■ **DATA SECTION**:
━━━

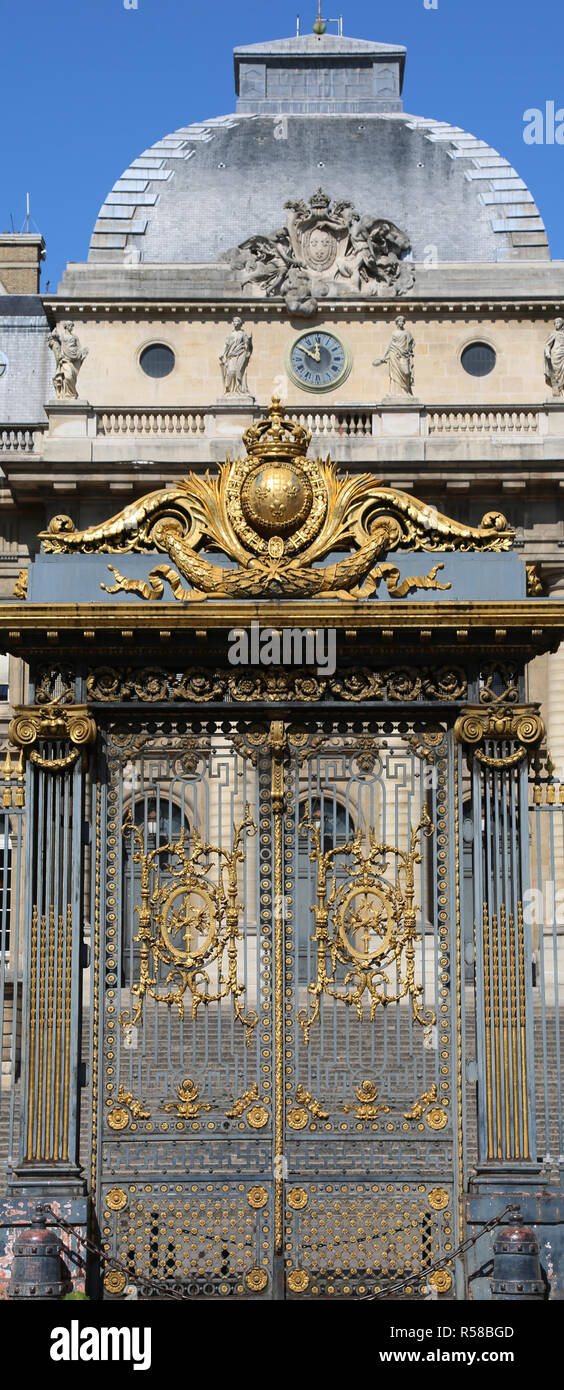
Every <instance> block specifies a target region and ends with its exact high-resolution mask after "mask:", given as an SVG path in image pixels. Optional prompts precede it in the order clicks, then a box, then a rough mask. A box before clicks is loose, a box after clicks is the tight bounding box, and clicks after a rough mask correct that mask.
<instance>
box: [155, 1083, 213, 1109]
mask: <svg viewBox="0 0 564 1390" xmlns="http://www.w3.org/2000/svg"><path fill="white" fill-rule="evenodd" d="M199 1093H200V1087H199V1086H196V1081H193V1080H192V1077H190V1076H185V1079H183V1081H181V1084H179V1086H176V1095H178V1101H168V1104H167V1105H165V1106H164V1108H165V1111H167V1112H171V1111H176V1115H178V1118H179V1119H182V1120H193V1119H196V1116H197V1115H199V1113H200V1111H211V1105H210V1104H208V1102H207V1101H199V1099H197V1097H199Z"/></svg>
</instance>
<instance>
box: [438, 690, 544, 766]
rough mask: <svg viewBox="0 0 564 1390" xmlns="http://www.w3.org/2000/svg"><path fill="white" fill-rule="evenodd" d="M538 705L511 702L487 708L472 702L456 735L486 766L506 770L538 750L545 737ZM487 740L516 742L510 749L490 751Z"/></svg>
mask: <svg viewBox="0 0 564 1390" xmlns="http://www.w3.org/2000/svg"><path fill="white" fill-rule="evenodd" d="M538 709H539V706H538V705H510V706H507V705H506V706H499V705H496V708H495V709H485V708H483V705H468V706H467V709H465V710H464V712H463V713H461V714H460V717H458V719H457V721H456V724H454V737H456V739H457V742H458V744H461V745H463V748H464V751H465V753H467V758H468V759H472V758H476V759H478V762H479V763H482V765H483V767H492V769H495V770H506V769H508V767H515V766H518V763H522V762H524V759H525V758H529V756H531V755H532V753H535V752H536V749H538V746H539V744H540V742H542V739H543V737H545V724H543V721H542V719H540V714H539V713H538ZM483 744H513V745H517V746H513V748H511V751H510V752H500V753H499V755H493V753H486V752H485V749H483V746H481V745H483Z"/></svg>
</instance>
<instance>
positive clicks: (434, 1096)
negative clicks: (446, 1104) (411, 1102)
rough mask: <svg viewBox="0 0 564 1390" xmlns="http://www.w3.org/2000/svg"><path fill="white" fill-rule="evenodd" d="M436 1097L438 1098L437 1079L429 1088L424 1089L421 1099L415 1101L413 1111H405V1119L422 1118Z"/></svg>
mask: <svg viewBox="0 0 564 1390" xmlns="http://www.w3.org/2000/svg"><path fill="white" fill-rule="evenodd" d="M436 1099H438V1094H436V1081H433V1084H432V1086H431V1087H429V1090H428V1091H424V1093H422V1095H420V1099H418V1101H415V1105H414V1106H413V1108H411V1111H404V1119H406V1120H421V1119H422V1116H424V1115H425V1111H426V1109H428V1108H429V1105H432V1104H433V1101H436Z"/></svg>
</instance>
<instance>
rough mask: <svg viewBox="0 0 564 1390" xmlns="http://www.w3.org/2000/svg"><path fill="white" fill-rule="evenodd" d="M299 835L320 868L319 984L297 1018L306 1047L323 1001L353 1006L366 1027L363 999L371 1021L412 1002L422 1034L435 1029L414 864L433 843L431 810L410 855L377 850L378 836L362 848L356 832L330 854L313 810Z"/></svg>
mask: <svg viewBox="0 0 564 1390" xmlns="http://www.w3.org/2000/svg"><path fill="white" fill-rule="evenodd" d="M300 831H301V833H307V834H308V835H310V840H311V845H313V848H311V851H310V859H311V862H313V863H315V865H317V906H314V908H313V909H311V910H313V913H314V920H315V933H314V937H313V941H314V942H315V944H317V979H315V980H313V981H311V983H310V986H308V992H310V995H311V997H313V1004H311V1008H310V1009H300V1012H299V1015H297V1019H299V1023H300V1027H301V1029H303V1033H304V1041H306V1045H307V1044H308V1041H310V1033H311V1029H313V1026H314V1023H315V1022H317V1020H318V1019H320V1012H321V1001H322V997H324V994H328V995H331V997H332V998H333V999H338V1001H340V1002H342V1004H345V1005H346V1006H349V1008H350V1006H353V1008H354V1009H356V1012H357V1015H358V1019H360V1020H363V1017H364V1006H365V995H367V997H368V1005H370V1017H371V1019H372V1020H374V1017H375V1013H376V1009H378V1008H379V1006H382V1008H388V1006H389V1005H390V1004H397V1002H399V1001H400V999H404V998H408V999H410V1004H411V1015H413V1019H414V1022H417V1023H420V1024H421V1026H422V1027H428V1026H429V1024H432V1023H435V1013H433V1011H432V1009H428V1011H424V1008H422V994H424V987H422V984H417V981H415V938H417V908H415V901H414V899H415V865H418V863H421V860H422V855H421V835H425V837H426V838H428V837H429V835H432V834H433V833H435V826H433V824H432V821H431V819H429V813H428V810H426V808H424V815H422V819H421V820H420V823H418V826H415V827H414V828H413V830H411V835H410V848H408V849H407V851H404V849H399V848H397V847H396V845H388V844H379V842H378V841H376V837H375V834H374V831H372V830H371V831H370V838H368V847H364V848H363V834H361V831H360V830H358V831H357V834H356V837H354V840H351V841H349V844H346V845H343V847H342V848H335V849H328V851H324V849H322V844H321V830H320V824H318V821H317V820H315V817H313V816H311V815H310V809H307V812H306V815H304V817H303V820H301V824H300ZM365 849H367V852H365ZM339 859H340V860H342V863H343V865H345V867H346V873H347V876H346V880H345V881H339V878H338V872H336V870H338V860H339ZM347 860H349V862H347ZM350 860H353V866H351V865H350ZM393 865H395V866H396V873H395V878H393V880H390V877H388V874H389V873H390V869H392V866H393ZM339 965H340V966H345V967H346V974H345V979H343V980H339V976H338V966H339ZM393 970H395V974H393Z"/></svg>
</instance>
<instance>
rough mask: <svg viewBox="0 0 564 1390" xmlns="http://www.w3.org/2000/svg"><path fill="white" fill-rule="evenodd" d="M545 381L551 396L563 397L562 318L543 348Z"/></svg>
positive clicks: (563, 334)
mask: <svg viewBox="0 0 564 1390" xmlns="http://www.w3.org/2000/svg"><path fill="white" fill-rule="evenodd" d="M545 381H546V384H547V386H551V388H553V396H564V318H557V320H556V322H554V328H553V331H551V334H550V338H547V341H546V346H545Z"/></svg>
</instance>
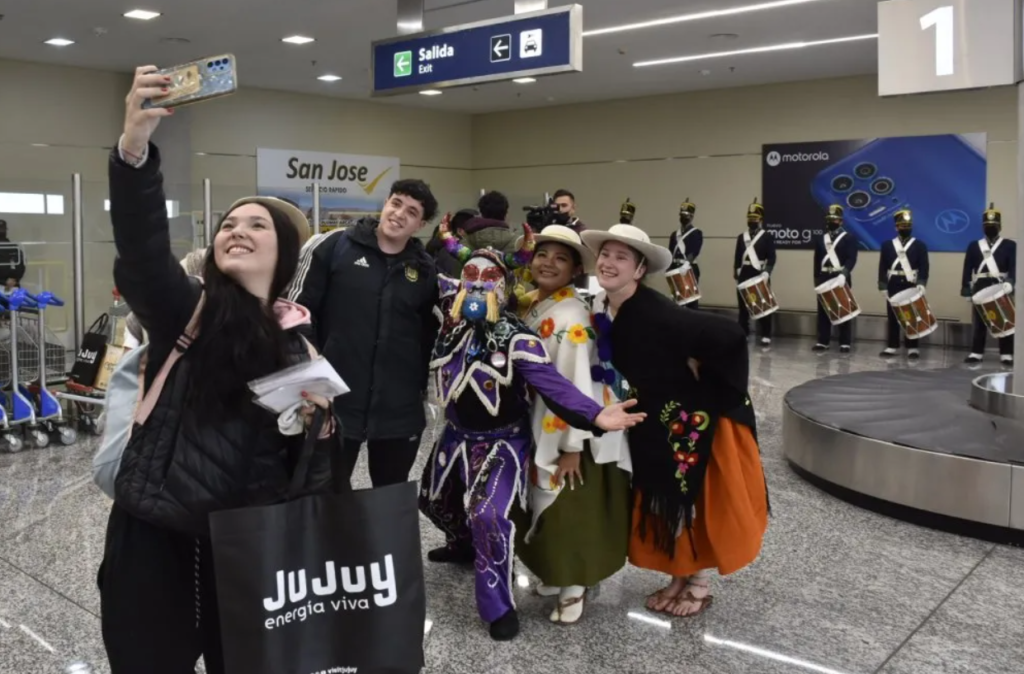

━━━

■ **AIM OF THE TASK**:
Only the text of the records belongs in the answer; reproduce it verbatim, with no pictures.

■ **COMPLETED EXERCISE**:
Every <instance> block specifies a target region and ends with its exact high-resolution mask after "mask:", given as an SVG path in image pixels. Optional prompts precede it in the order clicks, then a box, then a rough mask. A box before clicks is loose, a box after clicks is the tight bounding box, and clicks after a rough mask correct that mask.
<instance>
box: [155, 1083, 213, 1109]
mask: <svg viewBox="0 0 564 1390" xmlns="http://www.w3.org/2000/svg"><path fill="white" fill-rule="evenodd" d="M199 1093H200V1087H199V1086H196V1081H193V1080H192V1077H190V1076H185V1079H183V1081H181V1084H179V1086H176V1095H178V1101H168V1104H167V1105H165V1106H164V1108H165V1111H167V1112H171V1111H176V1115H178V1118H179V1119H182V1120H193V1119H196V1116H197V1115H199V1113H200V1111H211V1105H210V1104H208V1102H207V1101H199V1099H197V1097H199Z"/></svg>
</instance>
<instance>
box: [438, 690, 544, 766]
rough mask: <svg viewBox="0 0 564 1390" xmlns="http://www.w3.org/2000/svg"><path fill="white" fill-rule="evenodd" d="M538 705L511 702L487 708L472 702L456 735L486 766L506 770L538 750L545 737ZM487 740L516 742L510 749L490 751Z"/></svg>
mask: <svg viewBox="0 0 564 1390" xmlns="http://www.w3.org/2000/svg"><path fill="white" fill-rule="evenodd" d="M538 709H539V706H538V705H510V706H507V705H506V706H499V705H496V708H495V709H485V708H483V705H468V706H467V709H465V710H464V712H463V713H461V714H460V717H458V719H457V721H456V724H454V737H456V739H457V742H458V744H461V745H463V748H464V751H465V753H467V758H468V759H472V758H476V759H478V762H479V763H482V765H483V767H492V769H495V770H506V769H508V767H515V766H518V763H522V762H524V759H525V758H529V756H531V755H532V753H535V752H536V749H538V746H539V744H540V742H542V739H543V737H545V724H543V721H542V719H540V714H539V713H538ZM483 744H513V745H517V746H513V748H511V751H510V752H500V753H499V755H493V753H486V752H485V749H483V746H481V745H483Z"/></svg>
</instance>
<instance>
positive clicks: (434, 1096)
negative clicks: (446, 1104) (411, 1102)
rough mask: <svg viewBox="0 0 564 1390" xmlns="http://www.w3.org/2000/svg"><path fill="white" fill-rule="evenodd" d="M436 1097L438 1098L437 1079L429 1088L424 1089L421 1099L415 1101L413 1111H405V1119L422 1118Z"/></svg>
mask: <svg viewBox="0 0 564 1390" xmlns="http://www.w3.org/2000/svg"><path fill="white" fill-rule="evenodd" d="M436 1099H438V1094H436V1081H433V1084H432V1086H431V1087H429V1090H428V1091H424V1093H422V1095H420V1099H418V1101H415V1105H414V1106H413V1108H411V1111H404V1119H406V1120H421V1119H422V1116H424V1115H425V1111H426V1109H428V1108H429V1105H432V1104H433V1101H436Z"/></svg>
</instance>
<instance>
rough mask: <svg viewBox="0 0 564 1390" xmlns="http://www.w3.org/2000/svg"><path fill="white" fill-rule="evenodd" d="M299 835L320 868L319 984L297 1018L306 1047L323 1001L353 1006L366 1027L363 999L371 1021L412 1002L422 1034L435 1029L414 864L433 843L431 810L410 855L377 850L378 836L362 848L356 832L330 854L313 810Z"/></svg>
mask: <svg viewBox="0 0 564 1390" xmlns="http://www.w3.org/2000/svg"><path fill="white" fill-rule="evenodd" d="M300 831H301V833H307V834H308V835H310V840H311V845H313V848H311V851H310V859H311V862H313V863H315V865H317V906H314V908H313V909H311V910H313V913H314V920H315V933H314V937H313V941H314V942H315V944H317V979H315V980H313V981H311V983H310V986H308V992H310V995H311V997H313V1004H311V1008H310V1009H300V1012H299V1015H297V1019H299V1023H300V1027H301V1029H303V1033H304V1041H306V1045H307V1044H308V1041H310V1033H311V1029H313V1026H314V1023H315V1022H317V1020H318V1019H320V1012H321V1001H322V997H324V994H328V995H331V997H332V998H333V999H338V1001H340V1002H342V1004H345V1005H346V1006H349V1008H350V1006H353V1008H354V1009H356V1012H357V1015H358V1019H360V1020H363V1017H364V1006H365V995H367V997H368V1005H370V1017H371V1019H372V1020H374V1017H375V1013H376V1009H378V1008H379V1006H382V1008H388V1006H389V1005H390V1004H397V1002H399V1001H400V999H404V998H408V999H410V1004H411V1015H413V1019H414V1022H417V1023H420V1024H421V1026H422V1027H428V1026H429V1024H432V1023H435V1013H433V1011H432V1009H428V1011H424V1008H422V994H424V987H422V984H417V981H415V938H417V908H415V901H414V899H415V865H418V863H421V860H422V855H421V835H425V837H426V838H428V837H429V835H432V834H433V833H435V826H433V824H432V821H431V819H429V813H428V810H426V808H424V815H422V819H421V820H420V823H418V826H415V827H414V828H413V830H411V835H410V848H408V849H407V851H404V849H399V848H397V847H396V845H388V844H379V842H378V841H376V837H375V834H374V831H372V830H371V831H370V838H368V847H364V848H363V834H361V831H360V830H358V831H357V834H356V837H354V840H351V841H349V844H346V845H343V847H342V848H335V849H328V851H324V849H322V844H321V830H320V824H318V821H317V820H315V817H313V816H311V815H310V809H307V812H306V815H304V817H303V820H301V824H300ZM365 849H367V852H365ZM339 859H340V860H342V863H343V865H345V867H346V873H347V876H346V880H345V881H339V878H338V872H336V870H338V860H339ZM347 860H349V862H347ZM350 860H353V866H351V865H350ZM393 865H395V866H396V873H395V878H393V880H390V877H388V874H389V873H390V869H392V866H393ZM339 965H340V966H345V967H346V974H345V979H343V980H339V976H338V966H339ZM393 970H395V974H393Z"/></svg>
</instance>
<instance>
rough mask: <svg viewBox="0 0 564 1390" xmlns="http://www.w3.org/2000/svg"><path fill="white" fill-rule="evenodd" d="M545 381L551 396L563 397L562 318L543 348Z"/></svg>
positive clicks: (563, 334)
mask: <svg viewBox="0 0 564 1390" xmlns="http://www.w3.org/2000/svg"><path fill="white" fill-rule="evenodd" d="M545 381H546V384H547V386H551V388H553V396H564V318H557V320H556V322H554V328H553V331H551V334H550V338H547V341H546V346H545Z"/></svg>
</instance>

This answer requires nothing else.